--- GIVEN REQUEST ---
Please give the listing again in its entirety, exactly as written.

--- MATERIAL SUPPLIED ---
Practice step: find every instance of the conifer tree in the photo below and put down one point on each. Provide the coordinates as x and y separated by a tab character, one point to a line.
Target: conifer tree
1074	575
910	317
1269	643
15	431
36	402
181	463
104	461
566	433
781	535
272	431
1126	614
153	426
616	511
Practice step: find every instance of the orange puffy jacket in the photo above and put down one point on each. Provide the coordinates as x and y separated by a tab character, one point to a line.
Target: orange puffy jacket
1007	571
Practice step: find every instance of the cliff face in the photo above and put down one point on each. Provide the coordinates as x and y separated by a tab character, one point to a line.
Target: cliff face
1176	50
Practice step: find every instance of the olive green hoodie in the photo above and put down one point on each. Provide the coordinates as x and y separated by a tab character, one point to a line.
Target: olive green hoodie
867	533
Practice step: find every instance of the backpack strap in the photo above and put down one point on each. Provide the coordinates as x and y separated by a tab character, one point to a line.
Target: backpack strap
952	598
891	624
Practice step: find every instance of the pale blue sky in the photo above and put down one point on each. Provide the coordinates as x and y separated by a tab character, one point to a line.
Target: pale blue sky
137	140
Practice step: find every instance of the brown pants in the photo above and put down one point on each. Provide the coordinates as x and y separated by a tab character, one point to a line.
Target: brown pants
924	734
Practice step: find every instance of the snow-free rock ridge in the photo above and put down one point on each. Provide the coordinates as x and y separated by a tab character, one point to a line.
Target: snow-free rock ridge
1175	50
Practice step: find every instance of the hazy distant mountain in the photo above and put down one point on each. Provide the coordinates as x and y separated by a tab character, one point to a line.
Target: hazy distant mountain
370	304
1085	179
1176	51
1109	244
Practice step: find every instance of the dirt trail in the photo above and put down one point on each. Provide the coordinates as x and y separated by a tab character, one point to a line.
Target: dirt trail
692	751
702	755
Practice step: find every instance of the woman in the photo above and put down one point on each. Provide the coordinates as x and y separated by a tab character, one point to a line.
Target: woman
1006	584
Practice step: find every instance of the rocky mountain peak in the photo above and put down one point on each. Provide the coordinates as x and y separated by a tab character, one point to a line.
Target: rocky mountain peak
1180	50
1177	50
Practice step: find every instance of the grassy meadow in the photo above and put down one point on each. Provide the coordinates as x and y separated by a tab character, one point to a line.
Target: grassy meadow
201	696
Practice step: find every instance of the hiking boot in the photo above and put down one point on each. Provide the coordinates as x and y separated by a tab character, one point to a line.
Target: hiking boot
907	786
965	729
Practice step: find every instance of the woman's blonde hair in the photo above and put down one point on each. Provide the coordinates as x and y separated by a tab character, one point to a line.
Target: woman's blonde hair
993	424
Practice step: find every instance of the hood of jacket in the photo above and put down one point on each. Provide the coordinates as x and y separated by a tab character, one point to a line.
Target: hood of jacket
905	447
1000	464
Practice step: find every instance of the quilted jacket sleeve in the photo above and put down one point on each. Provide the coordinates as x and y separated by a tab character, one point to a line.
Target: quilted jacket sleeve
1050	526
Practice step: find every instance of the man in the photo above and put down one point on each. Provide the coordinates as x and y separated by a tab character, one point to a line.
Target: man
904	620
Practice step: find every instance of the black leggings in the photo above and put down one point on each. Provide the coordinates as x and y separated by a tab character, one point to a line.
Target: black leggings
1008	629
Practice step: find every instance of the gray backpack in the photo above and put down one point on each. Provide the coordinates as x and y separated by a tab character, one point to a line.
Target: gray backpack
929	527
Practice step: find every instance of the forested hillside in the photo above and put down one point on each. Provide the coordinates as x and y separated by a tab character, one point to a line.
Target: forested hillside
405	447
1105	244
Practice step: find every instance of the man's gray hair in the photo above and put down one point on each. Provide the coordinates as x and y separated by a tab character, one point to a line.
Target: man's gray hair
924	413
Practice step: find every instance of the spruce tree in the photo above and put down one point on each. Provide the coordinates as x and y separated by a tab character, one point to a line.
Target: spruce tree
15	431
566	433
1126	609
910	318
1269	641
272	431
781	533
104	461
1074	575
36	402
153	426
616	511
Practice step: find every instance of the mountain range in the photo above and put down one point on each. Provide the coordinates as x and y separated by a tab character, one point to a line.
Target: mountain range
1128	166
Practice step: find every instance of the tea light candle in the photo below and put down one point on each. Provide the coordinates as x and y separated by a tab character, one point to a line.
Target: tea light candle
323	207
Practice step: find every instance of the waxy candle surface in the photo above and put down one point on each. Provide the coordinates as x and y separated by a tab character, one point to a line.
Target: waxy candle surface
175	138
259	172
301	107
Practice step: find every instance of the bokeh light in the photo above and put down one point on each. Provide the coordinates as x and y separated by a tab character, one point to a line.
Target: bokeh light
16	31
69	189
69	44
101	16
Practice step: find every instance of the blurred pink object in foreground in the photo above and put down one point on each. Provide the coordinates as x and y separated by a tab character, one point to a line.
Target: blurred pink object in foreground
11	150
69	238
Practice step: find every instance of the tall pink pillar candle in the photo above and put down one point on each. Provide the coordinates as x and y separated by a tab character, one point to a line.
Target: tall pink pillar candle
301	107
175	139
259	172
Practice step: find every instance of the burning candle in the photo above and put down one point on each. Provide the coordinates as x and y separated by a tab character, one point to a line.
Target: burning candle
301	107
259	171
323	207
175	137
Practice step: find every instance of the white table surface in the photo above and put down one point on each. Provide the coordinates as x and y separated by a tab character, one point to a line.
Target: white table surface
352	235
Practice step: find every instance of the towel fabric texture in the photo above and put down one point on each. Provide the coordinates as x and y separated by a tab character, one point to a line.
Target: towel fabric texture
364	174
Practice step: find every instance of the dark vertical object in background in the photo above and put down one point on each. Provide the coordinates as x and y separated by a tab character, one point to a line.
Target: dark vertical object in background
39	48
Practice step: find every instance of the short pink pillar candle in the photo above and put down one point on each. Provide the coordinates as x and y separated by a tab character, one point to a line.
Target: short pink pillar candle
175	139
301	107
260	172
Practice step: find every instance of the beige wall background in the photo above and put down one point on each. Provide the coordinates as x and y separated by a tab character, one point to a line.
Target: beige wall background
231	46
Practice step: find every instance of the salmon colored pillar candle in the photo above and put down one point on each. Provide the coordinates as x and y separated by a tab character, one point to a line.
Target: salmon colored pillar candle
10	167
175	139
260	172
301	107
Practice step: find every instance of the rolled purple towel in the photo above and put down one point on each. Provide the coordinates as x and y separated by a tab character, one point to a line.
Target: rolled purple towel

--- RESPONSE FOR THIS EXERCISE ---
Practice step: find every instance of the conifer tree in the photo below and put down one point on each. Provide the coordinates as x and y separated by a tab character, one point to a line.
Target: conifer tree
1074	575
910	317
1269	643
15	431
36	402
181	463
104	461
566	433
781	535
272	431
1126	614
153	426
616	511
Practice step: find every instance of the orange puffy jacket in the photo above and put down one point on each. Provide the coordinates as x and y separated by a tab character, one point to a line.
Target: orange puffy jacket
1007	571
Practice step: find every instance of the cliff face in the photo above and put down one point on each. Provide the coordinates as x and y separated by a tab character, one point to a line.
Target: cliff face
1176	50
Practice step: find every instance of the olive green hoodie in the photo above and put down one point on each. Provide the coordinates as x and y separated by a tab character, one point to a line.
Target: olive green hoodie
867	533
Practice step: find every instance of the backpack strap in the photo above and put down one point on each. Provide the coordinates as x and y separated by a tab character, one point to a line.
Target: backpack strap
952	598
891	624
Practice step: find every instance of the pale blue sky in the photo above and put down one point on each. Provide the coordinates as x and y separated by a tab character, one point to a line.
Target: pale blue sky
137	140
Practice step: find every instance of the brown pants in the photo above and put down one point on each. Provide the coordinates as x and y separated by a tab character, one point to a line.
Target: brown pants
924	734
Practice step: find every instance of the snow-free rock ridge in the photo above and put down one point on each. Provide the coordinates as x and y separated by a tab character, one point to a line.
Target: snow-free rock ridge
1175	50
Practice step: find every instance of the hazy distant mountain in the photo above and put down one point on each. Provide the coordinates as x and y separated by a tab character, one point to a line.
Target: hazy distant mountain
370	304
1085	179
1176	51
1109	244
Practice step: find every instance of the dirt trail in the photo above and put down one point on each. Provide the coordinates as x and y separated by a tab character, one point to a line.
Target: dirt trail
692	751
702	755
Practice step: find every instance of the woman in the photo above and put down one point on each. Provide the coordinates as x and y separated by a tab character, one point to a line.
Target: woman
1006	584
Practice step: find every instance of the rocky mountain peak in the photo above and put down one point on each. Provide the coordinates as x and y separated by a tab character, one point to a line.
Target: rocky mountain peak
1180	50
1177	50
Practice step: find every instance of the grassy meadow in the photo above and put down one point on each. Provide the coordinates as x and y separated by a tab character, one point to a line.
Target: grassy meadow
201	696
Practice step: find every instance of the hiking boot in the photo above and put down one point on each. Provide the coordinates as x and y separated by a tab character, one point to a line.
Target: hiking boot
907	786
965	729
Practice step: find every instance of the woman's blonde hair in the photo above and put down one point on each. Provide the coordinates as x and y separated by a tab character, one point to a line.
Target: woman's blonde hair
993	424
Practice step: find every instance of the hood of jacket in the photo above and put down one point on each. Provide the coordinates as x and y separated by a tab character, one point to a line.
Target: hood of jacket
905	447
1000	464
Practice step: find every instance of the quilted jacket sleeve in the photo above and put down one point on each. Provide the coordinates as x and y separated by a tab character, one point to a line.
Target: quilted jacket sleeve
1050	526
Practice step: find every instance of the man in the photo above and put down one point on each. Provide the coordinates as x and y separated by a tab character, one point to a line.
Target: man
904	620
Practice step: find every instance of the black leggings in the photo above and put down one point on each. Provide the coordinates as x and y separated by a tab character, one point to a line.
Target: black leggings
1008	629
Practice step: find every instance of the gray backpack in the photo above and put down one point on each. Provide the coordinates as x and y separated by a tab character, one point to a line.
Target: gray backpack
929	527
Practice step: find every instance of the forested hillside in the photo above and put down one point on each. Provide the coordinates as x and y separated by a tab character, one point to a line.
Target: forested hillside
405	447
1105	244
Practice step: find every instance of the man's gray hair in the photo above and put down one point on each. Provide the coordinates as x and y separated by a tab character, one point to a line.
Target: man's gray hair
924	413
Practice step: find every instance of the spruce tree in the photo above and put down one point on each. Provide the coordinates as x and y separated by a tab character, one point to a line.
Target: spruce tree
15	431
566	433
1126	609
910	318
1269	641
272	431
781	533
104	461
1074	575
36	402
153	426
616	511
Practice step: find every instance of the mountain range in the photo above and put down one point on each. Provide the coordinates as x and y separated by a tab character, one point to a line.
Target: mountain range
1128	166
Practice step: find every instance of the tea light candle in the photo below and put down one point on each. Provide the coordinates as x and y separated by a tab character, one point to a line.
Target: tea light candle
323	207
Practice step: find every instance of the waxy candle surface in the photo above and put down one point on each. Provide the coordinates as x and y separated by a tab character, one point to a line.
Target: waxy candle surface
175	138
259	172
301	107
Practice step: find every instance of the bokeh light in the photo above and put down one point on each. Provide the coordinates as x and y separated by a tab character, one point to a line.
Target: bokeh light
16	31
69	189
69	44
101	16
Practice step: find every instance of the blurred pink object in foreground in the photo above and put down one point on each. Provide the coordinates as x and y separated by a tab character, one point to a line.
Target: blurred pink object in foreground
11	150
69	238
Practice step: find every instance of the tall pink pillar candle in the photo above and put down one point on each. Provide the coordinates as x and y separated by a tab character, one point to a line.
Target: tall pink pillar candle
301	107
175	139
259	172
Practice step: find every instance of the burning candle in the photo above and put down one point on each. Provide the coordinates as x and y separated by a tab character, one point to a line.
Target: burning candle
301	107
259	171
323	207
175	137
Practice step: find every instance of the white table surface in the photo above and put down one point on each. Provide the coordinates as x and y separated by a tab character, one point to a line.
Target: white table surface
352	235
Practice step: find every instance of the towel fabric texture in the photo above and put down one point on each. Provide the coordinates as x and y separated by a tab character, one point to a line.
Target: towel fabric texture
364	174
Practice step: find every instance of the dark vertical object in background in the photo above and put down one point on each. Provide the coordinates as x and y separated by a tab character, one point to a line.
Target: dark vertical object in background
39	48
Practice step: find every instance of the short pink pillar candle in the photo above and put down one point on each. Provide the coordinates as x and y separated by a tab character, one point to a line.
Target: short pink pillar candle
175	139
301	107
260	172
Practice step: find every instance of the beige wall background in the photo above and put down one point on each. Provide the coordinates as x and y separated by a tab character, one point to a line.
Target: beige wall background
231	46
Practice step: find every instance of the salmon colored pillar candle in the photo above and put down one point on each. Provide the coordinates as x and y separated by a tab character, one point to a line.
Target: salmon colored pillar candle
10	167
175	139
260	172
301	107
Practice step: find every instance of the rolled purple towel in the photo above and put down one point on each. Provide the coordinates as x and y separated by a tab character, one point to a line.
Target: rolled purple towel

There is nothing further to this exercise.